* WHAT IS BEING ASKED *
Format the entries as a two-column CSV with the headers instruction and points. Begin at the line that has "Every instance of the navy", stop after the line that has "<point>65,230</point>", and give one row per entry, with each field quoted, line breaks replaced by spaces, and pictures left out.

* SUPPLIED DATA *
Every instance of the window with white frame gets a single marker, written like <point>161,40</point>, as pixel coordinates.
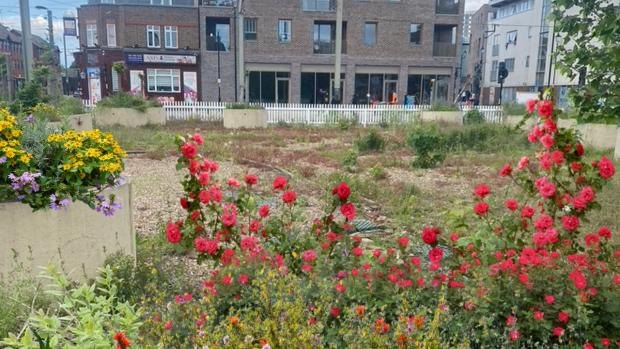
<point>152,36</point>
<point>171,34</point>
<point>111,34</point>
<point>163,80</point>
<point>91,35</point>
<point>284,30</point>
<point>249,28</point>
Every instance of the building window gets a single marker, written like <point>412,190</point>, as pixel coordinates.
<point>374,88</point>
<point>171,35</point>
<point>218,33</point>
<point>370,34</point>
<point>495,47</point>
<point>510,64</point>
<point>249,29</point>
<point>319,5</point>
<point>511,38</point>
<point>494,71</point>
<point>163,80</point>
<point>91,35</point>
<point>284,30</point>
<point>325,37</point>
<point>152,36</point>
<point>269,87</point>
<point>111,34</point>
<point>447,7</point>
<point>415,33</point>
<point>318,88</point>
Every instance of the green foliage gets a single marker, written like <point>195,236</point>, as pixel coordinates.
<point>244,106</point>
<point>474,116</point>
<point>513,109</point>
<point>589,48</point>
<point>87,316</point>
<point>428,144</point>
<point>125,100</point>
<point>372,141</point>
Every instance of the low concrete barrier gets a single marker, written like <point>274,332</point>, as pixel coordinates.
<point>78,122</point>
<point>129,117</point>
<point>78,238</point>
<point>450,117</point>
<point>245,118</point>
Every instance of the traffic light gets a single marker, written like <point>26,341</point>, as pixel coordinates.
<point>502,72</point>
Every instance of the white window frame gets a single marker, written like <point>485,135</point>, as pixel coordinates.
<point>153,32</point>
<point>111,34</point>
<point>91,35</point>
<point>285,30</point>
<point>154,79</point>
<point>171,36</point>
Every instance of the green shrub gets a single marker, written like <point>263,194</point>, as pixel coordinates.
<point>428,144</point>
<point>125,100</point>
<point>372,141</point>
<point>474,116</point>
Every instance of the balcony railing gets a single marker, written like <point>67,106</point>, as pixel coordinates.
<point>444,49</point>
<point>219,3</point>
<point>319,5</point>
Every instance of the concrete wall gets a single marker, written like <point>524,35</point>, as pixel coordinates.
<point>129,117</point>
<point>245,118</point>
<point>79,237</point>
<point>451,117</point>
<point>79,122</point>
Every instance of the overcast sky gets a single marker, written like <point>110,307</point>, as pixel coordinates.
<point>9,16</point>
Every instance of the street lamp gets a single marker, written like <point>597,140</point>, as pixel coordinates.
<point>219,77</point>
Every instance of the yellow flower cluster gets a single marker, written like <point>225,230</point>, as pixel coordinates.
<point>10,147</point>
<point>88,151</point>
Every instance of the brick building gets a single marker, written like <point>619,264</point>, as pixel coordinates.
<point>11,47</point>
<point>145,47</point>
<point>407,46</point>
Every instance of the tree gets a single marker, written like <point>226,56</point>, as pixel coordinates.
<point>589,49</point>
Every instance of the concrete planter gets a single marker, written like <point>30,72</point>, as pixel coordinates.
<point>129,117</point>
<point>78,122</point>
<point>80,237</point>
<point>450,117</point>
<point>245,118</point>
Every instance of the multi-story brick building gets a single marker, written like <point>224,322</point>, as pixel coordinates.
<point>11,47</point>
<point>147,47</point>
<point>407,46</point>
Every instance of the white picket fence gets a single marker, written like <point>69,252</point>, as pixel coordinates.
<point>314,114</point>
<point>492,113</point>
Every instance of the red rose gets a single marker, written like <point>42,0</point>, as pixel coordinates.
<point>348,210</point>
<point>173,233</point>
<point>481,208</point>
<point>530,104</point>
<point>545,109</point>
<point>263,211</point>
<point>429,235</point>
<point>289,197</point>
<point>481,191</point>
<point>606,168</point>
<point>189,150</point>
<point>505,171</point>
<point>342,190</point>
<point>279,183</point>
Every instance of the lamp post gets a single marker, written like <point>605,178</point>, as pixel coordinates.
<point>219,77</point>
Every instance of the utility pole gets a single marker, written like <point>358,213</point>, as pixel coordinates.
<point>240,53</point>
<point>336,95</point>
<point>24,12</point>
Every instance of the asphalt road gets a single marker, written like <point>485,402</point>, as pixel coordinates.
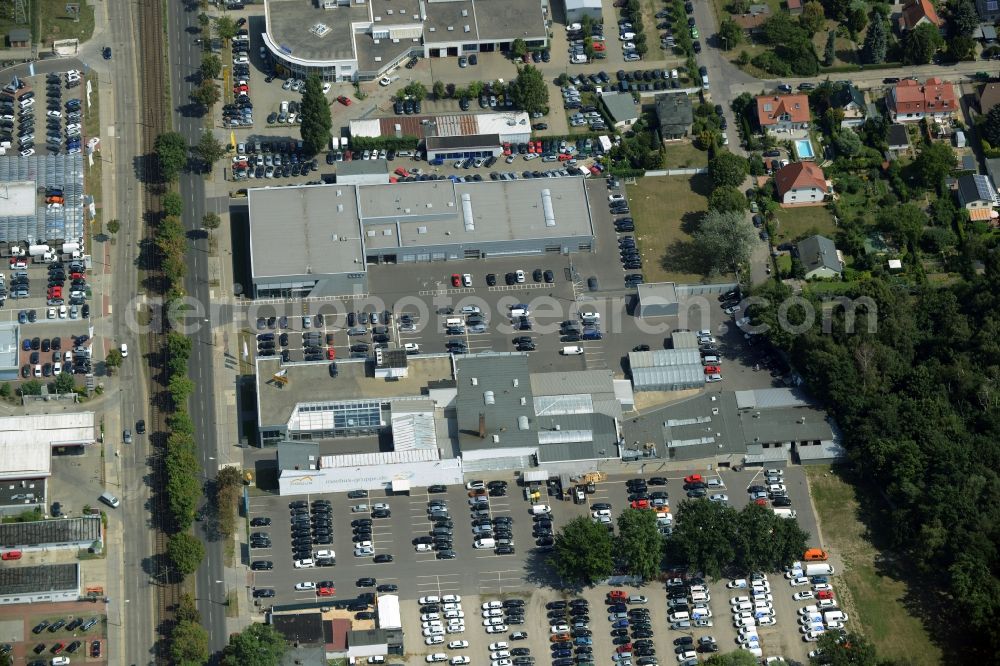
<point>185,59</point>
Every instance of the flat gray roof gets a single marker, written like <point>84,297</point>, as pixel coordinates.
<point>432,212</point>
<point>45,532</point>
<point>290,24</point>
<point>486,385</point>
<point>34,580</point>
<point>312,229</point>
<point>311,382</point>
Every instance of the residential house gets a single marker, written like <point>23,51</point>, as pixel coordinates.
<point>988,96</point>
<point>19,38</point>
<point>909,101</point>
<point>621,107</point>
<point>675,113</point>
<point>989,10</point>
<point>976,195</point>
<point>753,21</point>
<point>899,140</point>
<point>918,12</point>
<point>801,184</point>
<point>782,112</point>
<point>851,101</point>
<point>820,257</point>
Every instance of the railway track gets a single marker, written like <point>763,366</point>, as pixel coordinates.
<point>153,74</point>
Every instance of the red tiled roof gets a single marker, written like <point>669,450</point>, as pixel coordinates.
<point>769,108</point>
<point>798,175</point>
<point>935,96</point>
<point>917,10</point>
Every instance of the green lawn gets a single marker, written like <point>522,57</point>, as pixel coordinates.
<point>683,155</point>
<point>877,602</point>
<point>666,210</point>
<point>791,224</point>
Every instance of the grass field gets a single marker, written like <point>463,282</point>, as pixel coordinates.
<point>794,223</point>
<point>666,211</point>
<point>683,155</point>
<point>874,602</point>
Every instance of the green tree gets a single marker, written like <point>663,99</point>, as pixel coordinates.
<point>582,553</point>
<point>727,199</point>
<point>727,168</point>
<point>991,126</point>
<point>812,19</point>
<point>64,383</point>
<point>964,18</point>
<point>211,66</point>
<point>734,658</point>
<point>731,34</point>
<point>211,221</point>
<point>529,90</point>
<point>209,149</point>
<point>225,27</point>
<point>170,149</point>
<point>921,43</point>
<point>847,142</point>
<point>640,544</point>
<point>725,240</point>
<point>519,48</point>
<point>316,121</point>
<point>704,535</point>
<point>173,204</point>
<point>876,41</point>
<point>830,52</point>
<point>185,552</point>
<point>257,645</point>
<point>113,360</point>
<point>189,644</point>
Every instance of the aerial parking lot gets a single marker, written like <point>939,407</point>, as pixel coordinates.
<point>484,544</point>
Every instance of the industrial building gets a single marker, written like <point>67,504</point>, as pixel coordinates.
<point>442,419</point>
<point>340,40</point>
<point>39,584</point>
<point>326,234</point>
<point>24,215</point>
<point>766,427</point>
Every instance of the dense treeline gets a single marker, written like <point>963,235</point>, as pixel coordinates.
<point>918,402</point>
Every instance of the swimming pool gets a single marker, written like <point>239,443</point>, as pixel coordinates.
<point>803,148</point>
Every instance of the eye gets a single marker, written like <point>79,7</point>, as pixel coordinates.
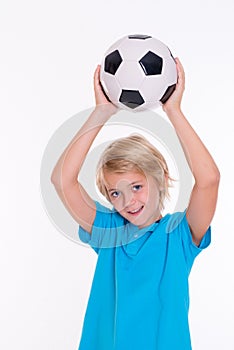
<point>115,194</point>
<point>137,188</point>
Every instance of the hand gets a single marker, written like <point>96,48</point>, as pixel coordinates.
<point>102,101</point>
<point>174,101</point>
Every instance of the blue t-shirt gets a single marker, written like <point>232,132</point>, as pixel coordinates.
<point>139,297</point>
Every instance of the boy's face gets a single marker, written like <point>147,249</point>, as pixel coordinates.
<point>134,196</point>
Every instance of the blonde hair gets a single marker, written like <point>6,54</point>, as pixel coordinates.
<point>134,153</point>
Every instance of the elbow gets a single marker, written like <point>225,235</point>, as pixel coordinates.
<point>55,179</point>
<point>210,179</point>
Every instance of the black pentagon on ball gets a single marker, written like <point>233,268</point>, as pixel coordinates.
<point>131,98</point>
<point>168,93</point>
<point>112,62</point>
<point>151,63</point>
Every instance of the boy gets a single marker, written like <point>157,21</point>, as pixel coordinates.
<point>139,297</point>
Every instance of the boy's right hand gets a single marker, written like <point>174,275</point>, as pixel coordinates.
<point>101,100</point>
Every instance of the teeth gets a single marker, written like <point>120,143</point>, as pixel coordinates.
<point>135,211</point>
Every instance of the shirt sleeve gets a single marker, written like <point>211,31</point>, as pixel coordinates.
<point>179,225</point>
<point>106,231</point>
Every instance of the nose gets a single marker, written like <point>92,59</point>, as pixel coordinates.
<point>129,199</point>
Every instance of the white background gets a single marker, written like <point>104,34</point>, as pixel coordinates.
<point>49,50</point>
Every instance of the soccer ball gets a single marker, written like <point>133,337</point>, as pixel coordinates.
<point>138,72</point>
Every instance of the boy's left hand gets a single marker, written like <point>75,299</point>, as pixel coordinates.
<point>174,101</point>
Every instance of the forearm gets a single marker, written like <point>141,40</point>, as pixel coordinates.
<point>67,169</point>
<point>200,161</point>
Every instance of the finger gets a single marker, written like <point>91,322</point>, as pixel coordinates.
<point>180,72</point>
<point>97,74</point>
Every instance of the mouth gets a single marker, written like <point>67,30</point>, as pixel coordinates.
<point>135,212</point>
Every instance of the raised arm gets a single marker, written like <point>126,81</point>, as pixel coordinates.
<point>204,194</point>
<point>66,171</point>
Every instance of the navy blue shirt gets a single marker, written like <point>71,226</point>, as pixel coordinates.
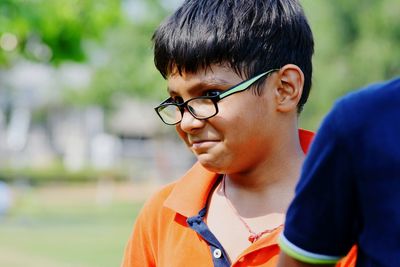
<point>349,190</point>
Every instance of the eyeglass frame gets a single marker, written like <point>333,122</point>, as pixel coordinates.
<point>240,87</point>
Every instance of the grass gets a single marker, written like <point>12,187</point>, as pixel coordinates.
<point>65,230</point>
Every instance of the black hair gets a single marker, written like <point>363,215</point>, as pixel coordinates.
<point>251,36</point>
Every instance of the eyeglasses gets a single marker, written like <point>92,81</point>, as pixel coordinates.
<point>202,107</point>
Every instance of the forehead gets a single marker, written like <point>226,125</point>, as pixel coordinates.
<point>215,75</point>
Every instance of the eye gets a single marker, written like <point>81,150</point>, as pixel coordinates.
<point>213,92</point>
<point>176,99</point>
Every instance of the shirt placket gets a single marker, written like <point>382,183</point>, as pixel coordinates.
<point>219,256</point>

* RESULT *
instruction,points
"Every instance of the navy blue shirt gets a single marker, written like <point>71,226</point>, as pixel coordinates.","<point>349,190</point>"
"Every instance of the eyeglass frame gets a single marker, written like <point>333,122</point>, as pixel coordinates.","<point>240,87</point>"
"Every instance of the grass gets a single marker, written like <point>12,187</point>, as pixel coordinates.","<point>65,230</point>"